(Stored data entries)
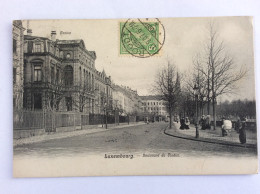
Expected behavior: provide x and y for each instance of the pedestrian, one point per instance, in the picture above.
(187, 123)
(242, 132)
(203, 122)
(182, 123)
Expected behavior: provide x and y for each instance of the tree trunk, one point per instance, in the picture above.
(170, 112)
(214, 112)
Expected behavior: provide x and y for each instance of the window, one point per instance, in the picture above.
(37, 72)
(25, 47)
(68, 75)
(37, 101)
(14, 102)
(58, 76)
(14, 75)
(68, 55)
(52, 75)
(14, 46)
(80, 76)
(37, 48)
(69, 103)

### [About this task]
Transcribe the records above exactly, skipping pictures.

### [Response to this exercise]
Expected behavior: provide x and y for each instance of the pedestrian, one point per instance, in the picture above.
(187, 123)
(242, 132)
(203, 122)
(182, 123)
Expected behavior: provide x and y for each instance of the tree trunk, one point per instance, in the picture above.
(170, 112)
(214, 112)
Expected behavior: provide x and y for each instance of the window, one point per instance, in the picture above.
(37, 72)
(25, 47)
(68, 75)
(37, 101)
(14, 102)
(58, 76)
(14, 75)
(68, 55)
(52, 75)
(14, 46)
(80, 76)
(37, 48)
(69, 103)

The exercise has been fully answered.